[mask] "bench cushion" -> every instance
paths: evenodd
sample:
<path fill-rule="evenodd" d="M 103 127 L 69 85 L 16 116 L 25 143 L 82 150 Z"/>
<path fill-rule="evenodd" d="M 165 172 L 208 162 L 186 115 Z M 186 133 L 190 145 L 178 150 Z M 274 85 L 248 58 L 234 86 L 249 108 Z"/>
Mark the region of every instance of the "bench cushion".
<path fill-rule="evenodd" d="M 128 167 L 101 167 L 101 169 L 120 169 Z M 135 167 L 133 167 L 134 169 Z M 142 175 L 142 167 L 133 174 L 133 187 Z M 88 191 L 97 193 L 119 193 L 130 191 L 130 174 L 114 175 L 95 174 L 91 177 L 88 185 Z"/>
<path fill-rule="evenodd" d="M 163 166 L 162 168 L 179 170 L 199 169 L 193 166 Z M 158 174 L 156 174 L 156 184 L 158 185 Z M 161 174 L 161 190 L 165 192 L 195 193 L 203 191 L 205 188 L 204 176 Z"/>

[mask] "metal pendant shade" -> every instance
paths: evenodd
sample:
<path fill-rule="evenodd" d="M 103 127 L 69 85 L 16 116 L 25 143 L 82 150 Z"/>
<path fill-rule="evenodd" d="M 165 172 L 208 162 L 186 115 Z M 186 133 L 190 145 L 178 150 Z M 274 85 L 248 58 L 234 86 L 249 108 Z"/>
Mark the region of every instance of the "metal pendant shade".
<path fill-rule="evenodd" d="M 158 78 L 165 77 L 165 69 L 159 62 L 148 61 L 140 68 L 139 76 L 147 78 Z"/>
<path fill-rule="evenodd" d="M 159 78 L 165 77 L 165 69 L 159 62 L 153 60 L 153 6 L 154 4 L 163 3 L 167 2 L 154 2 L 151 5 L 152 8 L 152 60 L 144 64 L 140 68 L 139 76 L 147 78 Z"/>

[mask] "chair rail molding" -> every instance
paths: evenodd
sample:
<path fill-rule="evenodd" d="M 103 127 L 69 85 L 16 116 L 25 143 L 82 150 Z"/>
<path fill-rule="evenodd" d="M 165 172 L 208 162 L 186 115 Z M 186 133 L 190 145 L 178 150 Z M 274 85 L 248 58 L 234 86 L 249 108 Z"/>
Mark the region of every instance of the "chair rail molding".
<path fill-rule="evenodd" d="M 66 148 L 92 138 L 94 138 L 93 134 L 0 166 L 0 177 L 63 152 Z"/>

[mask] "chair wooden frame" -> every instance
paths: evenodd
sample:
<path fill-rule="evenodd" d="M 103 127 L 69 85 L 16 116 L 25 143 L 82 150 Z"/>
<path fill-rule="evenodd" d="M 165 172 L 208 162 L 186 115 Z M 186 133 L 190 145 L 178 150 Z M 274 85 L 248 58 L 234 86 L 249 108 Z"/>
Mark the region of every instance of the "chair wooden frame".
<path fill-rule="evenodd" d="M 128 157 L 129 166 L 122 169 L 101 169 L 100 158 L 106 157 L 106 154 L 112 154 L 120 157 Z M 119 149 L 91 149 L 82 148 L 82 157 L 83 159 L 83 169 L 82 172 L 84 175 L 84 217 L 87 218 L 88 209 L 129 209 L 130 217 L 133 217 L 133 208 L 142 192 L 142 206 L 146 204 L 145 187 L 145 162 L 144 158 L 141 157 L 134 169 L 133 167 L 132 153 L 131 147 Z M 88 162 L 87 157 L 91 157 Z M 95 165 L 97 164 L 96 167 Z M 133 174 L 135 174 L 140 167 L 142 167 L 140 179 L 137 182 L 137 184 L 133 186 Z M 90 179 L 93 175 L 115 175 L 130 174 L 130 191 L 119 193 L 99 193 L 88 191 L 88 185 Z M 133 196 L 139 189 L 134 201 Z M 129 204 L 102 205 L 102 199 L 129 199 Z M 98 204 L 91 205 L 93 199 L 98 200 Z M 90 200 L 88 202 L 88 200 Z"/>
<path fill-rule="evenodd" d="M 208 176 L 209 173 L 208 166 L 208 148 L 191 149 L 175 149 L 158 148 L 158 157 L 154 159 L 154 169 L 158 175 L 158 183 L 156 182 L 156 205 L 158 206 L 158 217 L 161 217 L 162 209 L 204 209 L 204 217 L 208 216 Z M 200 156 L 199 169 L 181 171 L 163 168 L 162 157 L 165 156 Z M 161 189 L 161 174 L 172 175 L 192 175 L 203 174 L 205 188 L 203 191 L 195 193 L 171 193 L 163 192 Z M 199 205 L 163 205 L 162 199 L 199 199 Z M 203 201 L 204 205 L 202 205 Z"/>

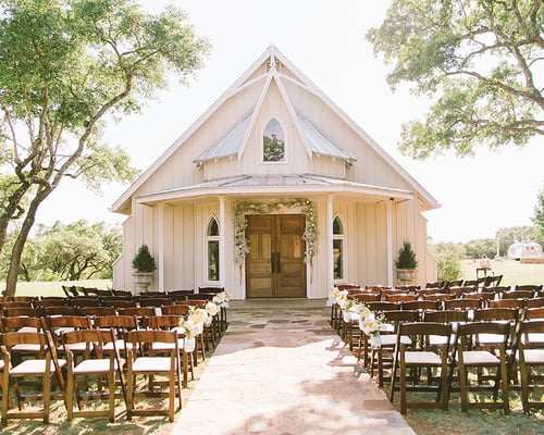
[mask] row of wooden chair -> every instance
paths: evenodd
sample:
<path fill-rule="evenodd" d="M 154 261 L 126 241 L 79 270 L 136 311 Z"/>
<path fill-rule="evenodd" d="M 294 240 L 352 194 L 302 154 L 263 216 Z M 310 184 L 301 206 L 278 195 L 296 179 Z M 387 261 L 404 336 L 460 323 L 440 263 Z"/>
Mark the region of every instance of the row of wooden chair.
<path fill-rule="evenodd" d="M 383 302 L 375 303 L 378 308 Z M 544 407 L 534 395 L 531 399 L 532 393 L 544 391 L 544 378 L 539 378 L 533 370 L 544 368 L 544 308 L 394 309 L 376 314 L 395 327 L 393 334 L 382 335 L 380 347 L 369 350 L 370 373 L 378 372 L 380 386 L 388 380 L 392 401 L 395 391 L 400 393 L 403 413 L 408 408 L 447 409 L 449 395 L 456 389 L 460 393 L 462 411 L 498 408 L 506 414 L 509 388 L 521 390 L 524 412 Z M 363 334 L 360 337 L 359 355 L 368 339 Z M 367 357 L 361 358 L 367 361 Z M 482 376 L 482 371 L 490 369 L 494 370 L 491 383 L 489 376 Z M 475 375 L 469 384 L 471 371 Z M 515 373 L 521 381 L 516 382 Z M 456 388 L 454 381 L 458 384 Z M 469 390 L 490 388 L 492 401 L 469 400 Z M 497 401 L 499 390 L 502 400 Z M 409 391 L 432 391 L 434 401 L 408 400 Z"/>
<path fill-rule="evenodd" d="M 69 420 L 107 415 L 114 421 L 114 403 L 122 398 L 128 419 L 166 414 L 173 421 L 174 401 L 177 397 L 181 408 L 181 389 L 187 386 L 189 373 L 194 380 L 197 351 L 183 350 L 186 337 L 176 330 L 183 314 L 148 314 L 151 315 L 1 318 L 2 424 L 20 418 L 41 418 L 47 423 L 52 397 L 65 400 Z M 158 388 L 161 384 L 156 377 L 161 374 L 168 375 L 166 390 Z M 141 375 L 148 376 L 148 386 L 138 389 L 136 378 Z M 42 383 L 37 393 L 26 396 L 20 380 L 29 376 L 37 376 Z M 90 376 L 96 376 L 96 388 L 89 386 Z M 60 393 L 51 396 L 54 386 Z M 10 410 L 11 389 L 20 408 L 27 399 L 41 399 L 41 410 Z M 135 403 L 140 397 L 165 397 L 169 406 L 140 409 Z M 84 400 L 97 399 L 106 399 L 108 407 L 98 411 L 84 408 Z"/>

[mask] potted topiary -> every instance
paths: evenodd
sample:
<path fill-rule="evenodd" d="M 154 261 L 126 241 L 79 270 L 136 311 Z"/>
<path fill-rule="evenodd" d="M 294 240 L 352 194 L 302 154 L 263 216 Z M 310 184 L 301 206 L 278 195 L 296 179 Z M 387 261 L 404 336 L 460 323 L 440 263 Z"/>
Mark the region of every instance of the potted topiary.
<path fill-rule="evenodd" d="M 395 268 L 397 270 L 397 279 L 401 285 L 416 284 L 418 259 L 416 252 L 411 248 L 408 240 L 403 243 L 403 247 L 398 250 L 398 257 L 395 260 Z"/>
<path fill-rule="evenodd" d="M 153 283 L 157 263 L 147 245 L 144 244 L 139 247 L 138 252 L 134 256 L 132 266 L 136 290 L 148 291 L 149 286 Z"/>

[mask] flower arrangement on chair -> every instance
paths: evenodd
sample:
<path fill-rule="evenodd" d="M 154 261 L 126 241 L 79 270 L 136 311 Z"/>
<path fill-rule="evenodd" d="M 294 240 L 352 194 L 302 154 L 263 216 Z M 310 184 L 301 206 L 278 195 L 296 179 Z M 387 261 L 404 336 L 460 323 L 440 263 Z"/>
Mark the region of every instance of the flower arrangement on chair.
<path fill-rule="evenodd" d="M 359 330 L 370 337 L 370 344 L 372 347 L 381 346 L 380 331 L 383 325 L 383 319 L 376 316 L 373 312 L 370 312 L 359 320 Z"/>

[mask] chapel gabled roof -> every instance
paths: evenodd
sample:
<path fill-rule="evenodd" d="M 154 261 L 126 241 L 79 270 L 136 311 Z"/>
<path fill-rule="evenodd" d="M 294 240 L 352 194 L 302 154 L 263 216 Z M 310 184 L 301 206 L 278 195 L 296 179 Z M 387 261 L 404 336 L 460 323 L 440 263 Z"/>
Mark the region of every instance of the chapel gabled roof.
<path fill-rule="evenodd" d="M 238 159 L 244 152 L 244 148 L 249 138 L 249 132 L 257 119 L 260 105 L 265 97 L 267 88 L 274 80 L 287 105 L 294 125 L 296 126 L 301 141 L 307 148 L 308 154 L 329 156 L 332 158 L 345 159 L 350 162 L 356 160 L 349 153 L 342 149 L 331 138 L 329 138 L 307 114 L 301 113 L 289 101 L 285 87 L 282 82 L 286 80 L 300 87 L 323 101 L 337 116 L 339 116 L 357 135 L 359 135 L 368 146 L 373 149 L 387 164 L 390 164 L 408 185 L 420 196 L 423 209 L 429 210 L 440 207 L 438 202 L 382 147 L 375 142 L 355 121 L 353 121 L 342 109 L 339 109 L 321 89 L 316 86 L 297 66 L 295 66 L 277 48 L 269 47 L 257 59 L 249 69 L 177 139 L 170 148 L 149 166 L 144 174 L 129 186 L 124 194 L 112 204 L 114 212 L 129 213 L 129 203 L 133 195 L 152 174 L 164 164 L 170 157 L 176 152 L 190 136 L 200 128 L 228 99 L 244 91 L 248 86 L 261 82 L 263 88 L 256 105 L 245 113 L 232 127 L 225 132 L 211 147 L 202 152 L 195 163 L 200 164 L 205 161 L 220 159 L 238 154 Z"/>

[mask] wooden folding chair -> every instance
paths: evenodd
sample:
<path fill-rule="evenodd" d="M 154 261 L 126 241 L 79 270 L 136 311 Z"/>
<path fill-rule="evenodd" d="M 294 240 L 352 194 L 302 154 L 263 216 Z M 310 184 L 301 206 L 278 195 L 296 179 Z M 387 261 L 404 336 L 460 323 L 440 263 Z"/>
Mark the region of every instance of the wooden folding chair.
<path fill-rule="evenodd" d="M 174 421 L 175 398 L 177 396 L 178 408 L 182 408 L 182 376 L 180 371 L 177 347 L 177 333 L 175 331 L 132 331 L 128 332 L 128 341 L 133 344 L 133 350 L 128 350 L 127 360 L 127 419 L 134 415 L 168 415 L 170 421 Z M 152 356 L 152 345 L 164 343 L 172 345 L 169 356 Z M 151 355 L 149 351 L 151 350 Z M 143 390 L 138 388 L 138 376 L 168 376 L 168 390 L 156 389 L 157 384 L 152 384 L 152 389 Z M 168 409 L 158 406 L 137 408 L 136 400 L 145 398 L 168 398 Z"/>
<path fill-rule="evenodd" d="M 542 369 L 544 369 L 544 320 L 520 323 L 516 363 L 521 372 L 523 412 L 529 413 L 531 409 L 544 409 L 542 400 L 544 393 L 544 375 L 542 374 Z"/>
<path fill-rule="evenodd" d="M 48 332 L 10 332 L 2 334 L 2 425 L 7 425 L 12 419 L 42 419 L 44 423 L 49 423 L 51 402 L 51 382 L 54 376 L 61 373 L 66 365 L 66 361 L 57 358 L 54 347 L 51 347 L 51 339 Z M 40 350 L 35 357 L 26 358 L 20 363 L 12 359 L 12 350 L 16 346 L 37 346 Z M 25 380 L 40 381 L 30 388 L 23 388 Z M 64 380 L 60 382 L 64 386 Z M 10 389 L 13 387 L 18 410 L 9 410 Z M 27 401 L 41 401 L 39 411 L 24 411 L 24 403 Z"/>
<path fill-rule="evenodd" d="M 66 409 L 67 419 L 74 417 L 108 417 L 110 422 L 115 421 L 116 378 L 122 388 L 122 397 L 126 401 L 123 366 L 125 360 L 120 357 L 115 347 L 113 330 L 78 330 L 62 334 L 62 344 L 67 359 Z M 77 362 L 73 348 L 85 344 L 86 350 Z M 103 346 L 110 345 L 112 351 L 107 356 Z M 103 389 L 103 377 L 108 388 Z M 95 380 L 95 383 L 89 382 Z M 78 410 L 74 410 L 74 398 Z M 83 402 L 88 400 L 108 401 L 106 409 L 84 409 Z"/>
<path fill-rule="evenodd" d="M 400 413 L 406 414 L 408 408 L 442 409 L 444 411 L 448 409 L 448 353 L 452 331 L 450 323 L 416 322 L 399 324 L 390 399 L 393 401 L 396 384 L 398 383 Z M 430 346 L 430 336 L 440 337 L 441 339 L 437 340 L 440 345 Z M 401 339 L 403 337 L 418 338 L 408 344 Z M 428 374 L 425 378 L 419 375 L 420 372 Z M 416 396 L 412 400 L 408 400 L 408 391 L 433 393 L 434 401 L 423 398 L 416 401 Z"/>
<path fill-rule="evenodd" d="M 500 321 L 460 323 L 457 326 L 457 340 L 454 350 L 454 366 L 457 368 L 461 411 L 470 408 L 503 409 L 508 414 L 508 368 L 506 358 L 507 343 L 510 336 L 510 323 Z M 494 371 L 487 376 L 478 375 L 471 381 L 471 371 Z M 502 400 L 498 400 L 498 389 Z M 470 401 L 469 391 L 492 391 L 492 401 Z"/>
<path fill-rule="evenodd" d="M 174 306 L 184 307 L 184 306 Z M 195 356 L 194 350 L 186 349 L 185 346 L 185 333 L 180 332 L 180 321 L 185 319 L 183 314 L 164 314 L 164 315 L 152 315 L 145 319 L 145 327 L 148 330 L 162 330 L 162 331 L 175 331 L 177 332 L 177 348 L 180 349 L 180 363 L 183 374 L 183 386 L 187 387 L 188 384 L 188 372 L 190 371 L 191 381 L 195 380 Z M 169 352 L 172 345 L 157 344 L 152 346 L 152 350 L 160 355 L 164 350 Z"/>

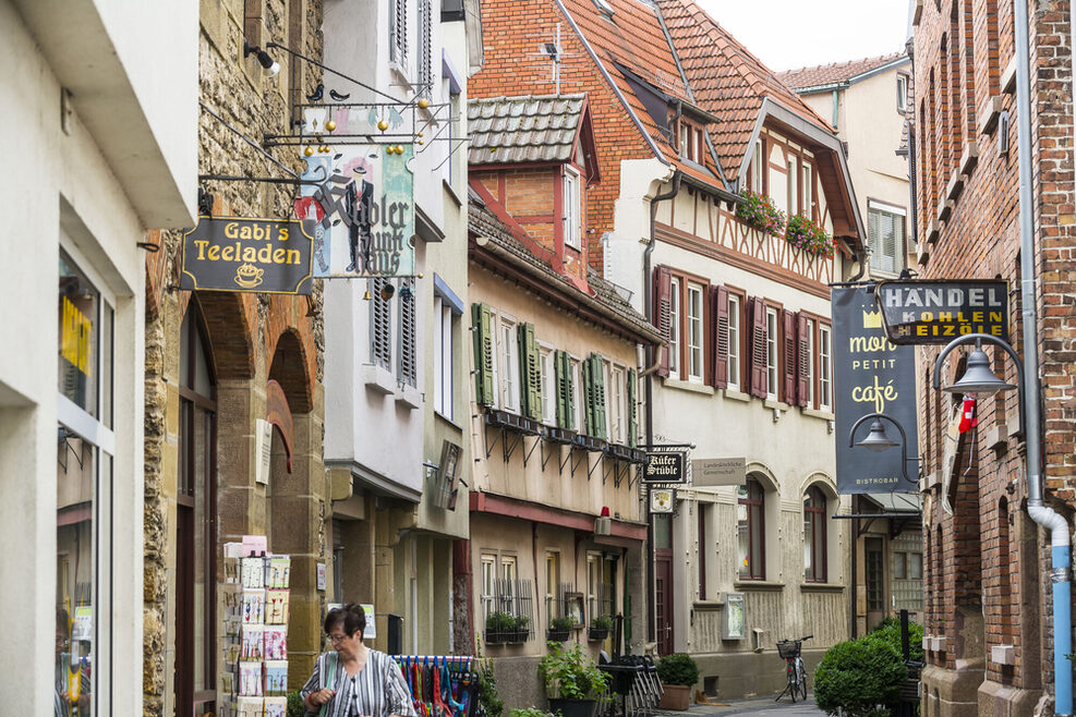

» **SHORT EXERCISE**
Copy the lines above without changes, starting with the line that contains "[mask] flower arrangement" and ending after the line that contains "359 330 L 370".

» **RESULT FOR THIS TASK**
[mask] flower arrangement on chair -> every instance
paths: evenodd
sample:
<path fill-rule="evenodd" d="M 154 261 L 126 241 L 79 270 L 136 311 Z"/>
<path fill-rule="evenodd" d="M 294 240 L 352 194 L 302 154 L 263 216 Z M 310 184 L 301 206 L 278 195 L 296 179 Z M 387 261 L 404 336 L 460 323 L 440 263 Z"/>
Mark the region of every instance of the flower arrangement on chair.
<path fill-rule="evenodd" d="M 359 330 L 370 337 L 370 344 L 372 347 L 381 346 L 380 331 L 383 325 L 383 319 L 376 316 L 373 312 L 370 312 L 359 320 Z"/>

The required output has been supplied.